TASK DETAILS:
Extract every line of the material below and reproduce each one word for word.

Dataset extracts labeled with boxes:

=-=-=

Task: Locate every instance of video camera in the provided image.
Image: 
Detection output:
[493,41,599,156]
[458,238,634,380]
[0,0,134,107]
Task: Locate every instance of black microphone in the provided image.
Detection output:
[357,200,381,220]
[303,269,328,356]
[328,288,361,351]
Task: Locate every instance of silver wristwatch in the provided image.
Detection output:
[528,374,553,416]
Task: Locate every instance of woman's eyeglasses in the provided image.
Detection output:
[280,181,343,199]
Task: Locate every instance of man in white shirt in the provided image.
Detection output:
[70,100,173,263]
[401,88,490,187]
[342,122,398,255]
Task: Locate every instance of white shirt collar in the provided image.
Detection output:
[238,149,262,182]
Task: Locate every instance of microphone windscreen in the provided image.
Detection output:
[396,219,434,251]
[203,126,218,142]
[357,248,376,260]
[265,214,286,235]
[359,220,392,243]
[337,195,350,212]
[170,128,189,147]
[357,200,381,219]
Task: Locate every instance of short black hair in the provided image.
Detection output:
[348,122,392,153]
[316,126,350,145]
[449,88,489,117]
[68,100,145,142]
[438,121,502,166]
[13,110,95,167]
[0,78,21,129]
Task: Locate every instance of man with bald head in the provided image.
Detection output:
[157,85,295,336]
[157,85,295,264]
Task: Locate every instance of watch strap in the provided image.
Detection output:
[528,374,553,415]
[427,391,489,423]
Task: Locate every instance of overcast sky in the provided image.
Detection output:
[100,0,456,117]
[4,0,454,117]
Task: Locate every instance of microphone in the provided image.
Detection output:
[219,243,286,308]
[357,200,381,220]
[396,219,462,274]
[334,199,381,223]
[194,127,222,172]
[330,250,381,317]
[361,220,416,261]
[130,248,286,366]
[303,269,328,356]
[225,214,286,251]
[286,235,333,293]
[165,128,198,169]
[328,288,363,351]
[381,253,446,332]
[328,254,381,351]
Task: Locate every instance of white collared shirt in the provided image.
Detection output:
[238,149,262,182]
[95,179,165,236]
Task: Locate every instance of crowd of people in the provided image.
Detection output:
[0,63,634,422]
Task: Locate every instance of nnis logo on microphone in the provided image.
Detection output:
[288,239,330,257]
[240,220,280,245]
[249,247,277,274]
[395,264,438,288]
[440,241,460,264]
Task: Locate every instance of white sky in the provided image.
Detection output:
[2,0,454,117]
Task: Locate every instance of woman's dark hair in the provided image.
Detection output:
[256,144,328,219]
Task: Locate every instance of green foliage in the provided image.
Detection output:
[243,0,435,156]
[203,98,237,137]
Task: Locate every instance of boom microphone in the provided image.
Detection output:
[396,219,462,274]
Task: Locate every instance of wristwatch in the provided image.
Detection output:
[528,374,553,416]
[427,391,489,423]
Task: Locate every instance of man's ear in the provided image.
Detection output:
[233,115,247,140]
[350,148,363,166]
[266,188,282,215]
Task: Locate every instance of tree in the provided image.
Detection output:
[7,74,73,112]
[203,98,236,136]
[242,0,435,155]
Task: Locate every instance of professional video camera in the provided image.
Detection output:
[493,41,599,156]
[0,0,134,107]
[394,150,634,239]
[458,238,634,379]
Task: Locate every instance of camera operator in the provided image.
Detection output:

=-=-=

TASK RESPONSE:
Task: Locate every instance of video camera in the provided image.
Image: 
Detection output:
[493,41,599,156]
[458,238,634,380]
[0,0,134,107]
Task: Locate every instance of black microphone in the provided image.
Detection output:
[357,200,381,220]
[303,269,328,356]
[328,288,361,351]
Task: Locate every instance of silver wristwatch in the provided image.
Detection output:
[528,374,553,416]
Task: Locate every instance of woman's eyeglasses in the provided image.
Detection output:
[280,181,343,199]
Task: Locate every instance of man in white shirt in the provided image.
Detection output:
[70,100,173,263]
[401,88,490,187]
[342,122,398,255]
Task: Locate every instance of white shirt collar in the provided image.
Detection output:
[238,149,262,182]
Task: Locate every instance of microphone windscreen in the provided image.
Detection output:
[396,219,434,251]
[203,126,218,142]
[357,248,376,260]
[265,214,286,235]
[359,220,392,243]
[337,195,350,212]
[170,128,189,147]
[357,200,381,219]
Task: Locate every instance of short black hair in the provided image.
Detection output:
[348,122,392,153]
[316,126,350,145]
[449,88,489,117]
[68,100,145,142]
[438,121,502,166]
[13,110,95,167]
[0,78,21,129]
Task: Locate every instance of man with bald head in the provided image.
Detection output:
[157,85,295,336]
[157,85,295,264]
Task: Locate every instance of watch strap in the provided image.
Detection output:
[528,374,553,415]
[427,391,489,423]
Task: Locate every instance of overcast sky in the provided image.
Detection output:
[100,0,456,117]
[4,0,454,117]
Task: Locate every instance of microphone in the provided image.
Detection output:
[219,243,286,308]
[357,200,381,220]
[396,219,462,274]
[334,199,381,223]
[194,127,222,172]
[330,250,381,317]
[361,220,416,261]
[130,248,286,366]
[303,269,328,356]
[225,214,286,251]
[286,235,333,293]
[165,128,198,169]
[328,288,363,351]
[381,253,446,332]
[328,254,381,351]
Task: Locate every instance of white collared shirt in the provided image.
Detection output:
[238,149,262,182]
[95,179,165,236]
Task: Locate every instance of crowd of people in the provided image.
Detection output:
[0,63,634,422]
Task: Locate every instance of nnis logo on microphone in the provided image.
Detection output:
[288,239,330,257]
[240,220,280,245]
[249,247,277,274]
[395,264,438,288]
[440,241,460,264]
Task: Locate every instance of white sky in the provided image.
Detection output:
[2,0,454,117]
Task: Locate every instance of woman's dark hair in the provided image.
Detection output:
[256,144,328,219]
Task: Locate every instance of green foliage in the provided image.
Detection output:
[243,0,435,156]
[203,98,237,137]
Task: Locate every instance of boom microphone in the provided image.
Detection output:
[396,219,462,274]
Task: Locate every instance of wristwatch in the provided image.
Detection output:
[528,374,553,416]
[427,391,489,423]
Task: Locate every instance of man's ear in the provided image.
Detection output:
[233,115,247,140]
[350,148,363,166]
[266,188,282,215]
Task: Locate every instance of tree in the provided image.
Detection output:
[7,74,73,112]
[203,98,236,136]
[242,0,435,155]
Task: Locate every instance of professional video camera in the provided image.
Detection output:
[493,41,599,156]
[0,0,134,107]
[394,150,634,239]
[458,238,634,379]
Task: Locate every instance of camera operator in the provided image.
Detection output:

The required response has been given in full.